## Set problem 1
Decide whether each statement agrees with the World Eaters thread, answering yes or no and quoting the deciding words: (a) Dezartfox hopes to finish the full army by September. (b) The lights on the test rhino are already painted. (c) Azwraith says the rhino recalls something from Diablo II.
## Set problem 2
List each poster name with its date, as given in the headings of the World Eaters thread, in the order they appear.
## Set problem 3
Please copy the part of the World Eaters thread that starts with "Here's the test" and goes on through "(Apr 23, 2009)".

-------- Source

# World Eaters 1500pts Blog



## Dezartfox (Jan 19, 2008)

Finally started on my World Eaters!
I hope to get the full army finished by September.. so a busy month for me!

Here's the test rhino!

Still needs some details painting up, such as the lights, which I don't know how to do? shall I make it a light source like my termies eyes? Or just normal grey like they're off? If on what colour?


----------



## Azwraith (Apr 23, 2009)

dude that is the best khornite rhino i have EVAH Seen for serious its so good.. did you get skulls and then greenstuff around them to do that kind of souless skull thingo... (reminded me of the gate to hell in Diablo II)

i really love how you paint with the streaky worn effect.. i need to work on my styling but i love it very much

how many coats of a each layer do you do... (i.e how many time do you paint the red) so it looks smooth.

but yeah... looking good!


----------



## Dezartfox (Jan 19, 2008)

----------------
-------- Listed entries

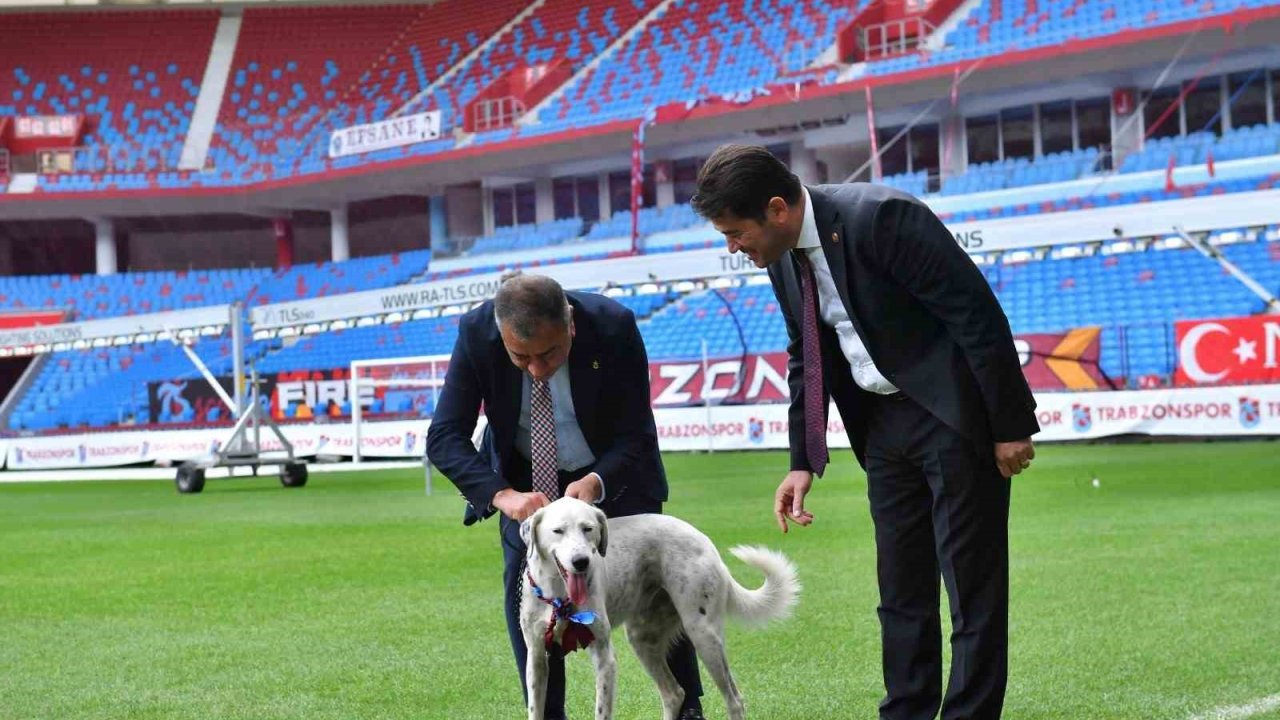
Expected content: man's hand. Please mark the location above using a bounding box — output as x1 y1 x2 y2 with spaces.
564 473 604 505
493 488 549 523
996 438 1036 478
773 470 813 533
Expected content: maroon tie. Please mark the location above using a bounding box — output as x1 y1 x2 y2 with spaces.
795 250 829 477
529 378 559 500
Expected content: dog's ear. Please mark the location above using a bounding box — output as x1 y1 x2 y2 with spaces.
595 507 609 557
520 509 543 562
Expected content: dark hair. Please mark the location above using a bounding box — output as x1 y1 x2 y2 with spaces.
691 145 801 223
493 274 570 340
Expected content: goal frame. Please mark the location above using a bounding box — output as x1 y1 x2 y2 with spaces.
347 355 452 461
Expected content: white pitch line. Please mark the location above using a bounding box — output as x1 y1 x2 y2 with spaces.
1192 694 1280 720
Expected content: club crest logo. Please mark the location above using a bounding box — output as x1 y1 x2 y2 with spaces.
1239 397 1262 428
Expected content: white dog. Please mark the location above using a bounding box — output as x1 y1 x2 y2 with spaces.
520 498 800 720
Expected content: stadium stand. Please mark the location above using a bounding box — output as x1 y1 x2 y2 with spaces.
0 10 218 175
530 0 865 132
867 0 1271 74
201 0 520 184
10 219 1280 429
406 0 659 127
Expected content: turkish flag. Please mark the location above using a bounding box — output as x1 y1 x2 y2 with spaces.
1174 315 1280 387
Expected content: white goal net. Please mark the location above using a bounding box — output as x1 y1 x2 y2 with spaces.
351 355 449 462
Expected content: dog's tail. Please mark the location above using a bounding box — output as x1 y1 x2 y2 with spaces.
726 544 800 623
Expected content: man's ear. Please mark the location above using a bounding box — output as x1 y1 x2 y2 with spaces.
520 510 543 562
595 507 609 557
764 196 791 223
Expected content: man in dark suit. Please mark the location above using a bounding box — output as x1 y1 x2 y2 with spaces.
694 145 1039 720
426 275 703 720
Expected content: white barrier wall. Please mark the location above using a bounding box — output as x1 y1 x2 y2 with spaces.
0 384 1280 471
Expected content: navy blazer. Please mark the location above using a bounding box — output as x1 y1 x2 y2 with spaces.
768 183 1039 470
426 292 667 524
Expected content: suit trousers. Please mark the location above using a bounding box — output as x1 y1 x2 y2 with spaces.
499 468 703 720
865 393 1010 720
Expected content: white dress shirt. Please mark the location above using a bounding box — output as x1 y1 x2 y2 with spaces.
516 361 604 502
796 180 897 395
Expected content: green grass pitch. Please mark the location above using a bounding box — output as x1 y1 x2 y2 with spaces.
0 443 1280 720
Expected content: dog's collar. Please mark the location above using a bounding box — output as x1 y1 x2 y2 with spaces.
525 564 595 655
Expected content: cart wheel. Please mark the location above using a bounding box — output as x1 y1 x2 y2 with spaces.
280 462 307 488
177 462 205 495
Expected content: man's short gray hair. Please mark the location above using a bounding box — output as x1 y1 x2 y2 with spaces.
493 274 570 340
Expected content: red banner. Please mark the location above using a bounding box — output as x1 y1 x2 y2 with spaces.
1014 328 1110 389
649 352 791 407
9 115 84 155
1174 315 1280 387
649 328 1110 407
0 310 67 329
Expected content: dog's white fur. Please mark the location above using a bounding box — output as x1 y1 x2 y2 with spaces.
520 498 800 720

----------------

## Solution 1
(a) Yes: "I hope to get the full army finished by September.."
(b) No: "Still needs some details painting up, such as the lights"
(c) Yes: "reminded me of the gate to hell in Diablo II"

## Solution 2
1. Dezartfox (Jan 19, 2008)
2. Azwraith (Apr 23, 2009)
3. Dezartfox (Jan 19, 2008)

## Solution 3
Here's the test rhino!

Still needs some details painting up, such as the lights, which I don't know how to do? shall I make it a light source like my termies eyes? Or just normal grey like they're off? If on what colour?


----------



## Azwraith (Apr 23, 2009)